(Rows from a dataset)
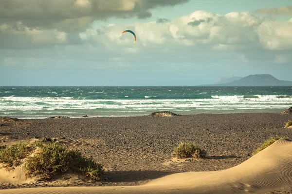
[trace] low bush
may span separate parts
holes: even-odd
[[[24,160],[21,161],[22,159]],[[45,140],[3,146],[0,149],[0,162],[6,168],[23,162],[26,177],[36,177],[38,180],[49,179],[70,169],[97,180],[104,172],[101,164],[96,163],[92,158],[83,157],[79,150]]]
[[[206,156],[206,152],[201,149],[193,142],[180,142],[179,146],[175,148],[172,156],[178,159],[193,157],[202,158]]]
[[[285,125],[285,128],[287,128],[288,127],[290,127],[292,125],[292,121],[288,121],[288,122],[285,123],[286,125]]]

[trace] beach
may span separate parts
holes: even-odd
[[[246,113],[27,119],[26,124],[1,127],[1,145],[56,138],[93,157],[104,165],[105,174],[95,183],[53,180],[18,185],[2,183],[0,188],[139,186],[177,173],[222,172],[247,161],[270,137],[291,137],[291,129],[283,127],[292,118],[278,113]],[[173,148],[185,141],[205,149],[206,157],[173,160]],[[292,191],[284,186],[267,193]]]

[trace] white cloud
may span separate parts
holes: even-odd
[[[272,50],[292,49],[292,22],[267,21],[256,29],[263,47]]]
[[[292,15],[292,6],[260,9],[255,12],[274,15]]]
[[[287,55],[276,55],[273,62],[278,64],[286,64],[289,62],[290,58]]]

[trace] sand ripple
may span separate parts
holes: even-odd
[[[262,194],[292,184],[292,142],[281,139],[222,171],[177,173],[139,186],[17,189],[0,194]]]

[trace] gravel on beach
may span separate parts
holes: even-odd
[[[57,138],[92,157],[104,165],[105,179],[86,185],[139,185],[174,173],[237,165],[271,136],[292,137],[292,129],[283,128],[289,120],[292,115],[277,113],[27,119],[28,123],[0,127],[0,134],[1,145],[9,140]],[[207,157],[172,161],[173,148],[185,141],[195,142]],[[75,186],[83,183],[78,184]]]

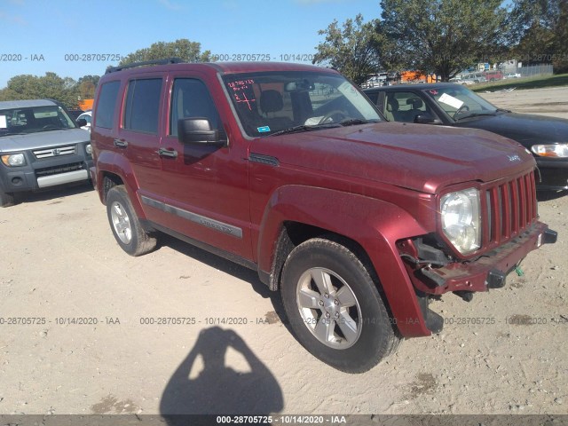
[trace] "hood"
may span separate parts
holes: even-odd
[[[534,167],[518,144],[486,131],[381,122],[256,139],[251,153],[280,164],[435,193]]]
[[[46,130],[28,135],[0,136],[0,153],[48,148],[91,140],[91,133],[82,129]]]
[[[568,142],[568,120],[563,118],[498,113],[462,120],[456,125],[493,131],[514,139],[529,149],[534,144]]]

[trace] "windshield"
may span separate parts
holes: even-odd
[[[278,71],[229,75],[224,81],[249,136],[381,121],[373,104],[340,75]]]
[[[455,86],[427,89],[424,91],[446,113],[454,120],[472,115],[495,114],[497,106],[491,105],[469,89]]]
[[[75,127],[65,110],[57,105],[0,110],[0,137]]]

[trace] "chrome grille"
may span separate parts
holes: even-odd
[[[534,172],[485,188],[484,247],[499,246],[530,227],[537,218]]]
[[[36,149],[34,151],[34,155],[38,160],[42,160],[43,158],[51,158],[57,157],[60,155],[69,155],[71,154],[75,154],[76,148],[75,145],[69,145],[67,146],[57,146],[54,148],[47,148],[47,149]]]
[[[36,176],[43,178],[45,176],[59,175],[59,173],[67,173],[68,171],[82,170],[83,169],[83,162],[74,162],[65,164],[63,166],[44,167],[43,169],[36,169]]]

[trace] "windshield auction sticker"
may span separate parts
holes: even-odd
[[[447,93],[444,93],[438,99],[438,102],[442,102],[443,104],[449,105],[450,106],[460,109],[463,105],[463,101],[458,99],[457,98],[454,98],[453,96],[448,95]]]

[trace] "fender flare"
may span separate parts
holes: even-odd
[[[317,226],[359,244],[379,276],[400,333],[405,337],[430,335],[395,245],[398,240],[428,233],[407,211],[355,193],[282,186],[272,193],[263,215],[257,246],[259,272],[272,271],[275,241],[288,221]]]
[[[97,158],[97,192],[103,203],[106,203],[104,195],[105,174],[111,173],[118,176],[124,183],[124,187],[130,199],[132,207],[139,219],[146,219],[146,214],[138,197],[138,183],[132,170],[130,162],[124,155],[112,151],[101,151]]]

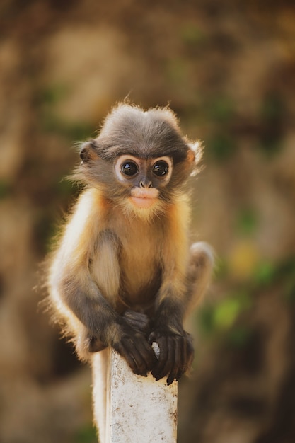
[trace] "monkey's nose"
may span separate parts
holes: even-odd
[[[139,183],[139,188],[153,188],[153,183],[151,181],[146,182],[146,183],[143,181],[141,181]]]

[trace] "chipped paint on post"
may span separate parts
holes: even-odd
[[[93,374],[100,443],[176,442],[176,381],[135,375],[111,349],[93,355]]]
[[[107,443],[175,443],[177,383],[135,375],[125,360],[110,352]]]

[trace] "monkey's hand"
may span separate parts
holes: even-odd
[[[125,359],[133,372],[143,376],[147,376],[157,361],[147,340],[146,319],[144,314],[135,312],[122,316],[118,325],[119,333],[112,343],[112,347]]]
[[[146,339],[148,339],[151,333],[151,320],[145,313],[136,312],[132,309],[127,309],[122,316],[133,329],[143,333]],[[108,347],[107,345],[105,345],[101,340],[97,337],[91,335],[88,340],[88,350],[90,352],[98,352]]]
[[[150,334],[149,341],[150,343],[156,342],[160,348],[158,360],[151,372],[156,380],[167,376],[167,384],[171,384],[190,368],[194,359],[190,334],[183,330],[178,334],[162,327]]]
[[[130,326],[144,334],[146,339],[149,338],[151,330],[151,320],[145,313],[127,309],[123,317]]]

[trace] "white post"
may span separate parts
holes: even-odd
[[[177,382],[168,386],[166,379],[156,381],[151,374],[135,375],[114,350],[103,352],[108,354],[109,367],[97,372],[102,369],[100,352],[94,355],[93,365],[94,414],[100,443],[175,443]]]

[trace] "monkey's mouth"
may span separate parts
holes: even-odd
[[[149,197],[132,197],[131,201],[137,207],[148,209],[151,207],[156,202],[156,198],[151,198]]]
[[[139,208],[149,209],[154,206],[158,200],[158,191],[154,188],[151,189],[133,189],[130,200]]]

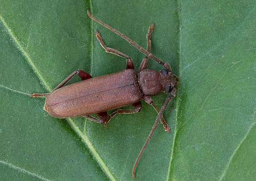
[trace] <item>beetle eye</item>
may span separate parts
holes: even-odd
[[[162,72],[163,74],[167,75],[167,74],[168,74],[168,70],[166,70],[166,69],[163,69],[162,70],[161,70],[161,72]]]
[[[165,93],[168,93],[171,91],[171,85],[167,84],[165,86]]]

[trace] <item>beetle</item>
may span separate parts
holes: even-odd
[[[137,74],[134,69],[133,61],[127,55],[107,47],[100,34],[95,31],[96,36],[101,46],[107,53],[113,53],[126,59],[126,69],[111,74],[92,78],[88,73],[77,70],[67,77],[51,93],[34,93],[31,97],[47,97],[45,110],[52,116],[59,118],[83,116],[93,121],[104,123],[107,126],[111,119],[117,114],[128,114],[140,111],[140,100],[143,100],[152,105],[158,114],[152,129],[134,164],[133,177],[135,178],[135,170],[139,160],[151,138],[160,120],[166,131],[170,132],[170,127],[163,117],[164,111],[180,84],[179,78],[171,72],[169,64],[149,53],[151,48],[151,35],[154,28],[153,23],[147,34],[147,50],[140,46],[124,35],[97,19],[87,11],[89,17],[128,41],[145,55]],[[160,72],[147,69],[149,58],[162,65],[164,69]],[[73,77],[77,74],[81,81],[64,86]],[[150,96],[156,95],[161,92],[169,93],[165,102],[159,109]],[[107,111],[131,104],[133,109],[119,109],[108,115]],[[98,118],[90,116],[97,114]]]

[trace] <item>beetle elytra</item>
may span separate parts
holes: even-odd
[[[119,35],[145,55],[140,64],[139,73],[134,69],[133,59],[120,51],[107,47],[100,35],[96,31],[96,37],[107,52],[126,58],[126,70],[95,78],[84,71],[77,70],[69,75],[51,93],[34,93],[30,95],[30,97],[47,97],[44,109],[53,117],[64,118],[83,116],[93,121],[104,123],[105,126],[116,114],[140,111],[142,109],[141,100],[152,105],[158,114],[134,164],[132,174],[133,176],[135,178],[135,169],[139,160],[160,120],[165,130],[170,132],[170,127],[164,118],[163,114],[171,98],[175,96],[175,87],[180,84],[180,79],[172,72],[171,66],[168,63],[164,62],[149,53],[151,48],[150,39],[154,24],[149,28],[147,35],[147,48],[145,50],[124,35],[95,18],[88,11],[87,13],[90,18]],[[160,72],[147,69],[149,58],[162,65],[164,69]],[[64,86],[76,74],[78,75],[82,81]],[[150,96],[156,95],[163,91],[169,95],[159,109]],[[119,109],[107,115],[107,111],[130,104],[134,109]],[[90,116],[93,114],[97,114],[98,118]]]

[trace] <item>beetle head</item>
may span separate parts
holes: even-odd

• **Work to be completed**: Can you extract from the listing the stretch from the line containing "[trace] gravel on beach" through the line containing "[[[75,127],[65,110],[57,105],[0,110],[0,137]]]", repeating those lines word for word and leaving the pictures out of your answer?

• **Correct result**:
[trace] gravel on beach
may span separate parts
holes: even-odd
[[[57,138],[92,157],[104,165],[105,179],[86,185],[139,185],[174,173],[237,165],[271,136],[292,137],[292,129],[283,128],[289,120],[292,115],[277,113],[27,119],[28,123],[0,127],[0,134],[1,145],[9,140]],[[207,157],[172,161],[173,148],[185,141],[195,142]],[[75,186],[83,183],[78,184]]]

[trace] "hood"
may span separate parts
holes: even-odd
[[[534,167],[518,144],[486,131],[381,122],[256,139],[251,153],[280,164],[435,193]]]
[[[46,130],[28,135],[0,136],[0,153],[48,148],[91,140],[91,133],[82,129]]]
[[[568,142],[568,120],[563,118],[498,113],[462,120],[456,125],[493,131],[514,139],[529,149],[534,144]]]

[trace] "windshield"
may span separate parts
holes: even-odd
[[[278,71],[229,75],[224,81],[249,136],[381,121],[373,104],[340,75]]]
[[[455,86],[427,89],[424,91],[446,113],[454,120],[472,115],[495,114],[497,106],[491,105],[469,89]]]
[[[75,127],[65,110],[57,105],[0,110],[0,137]]]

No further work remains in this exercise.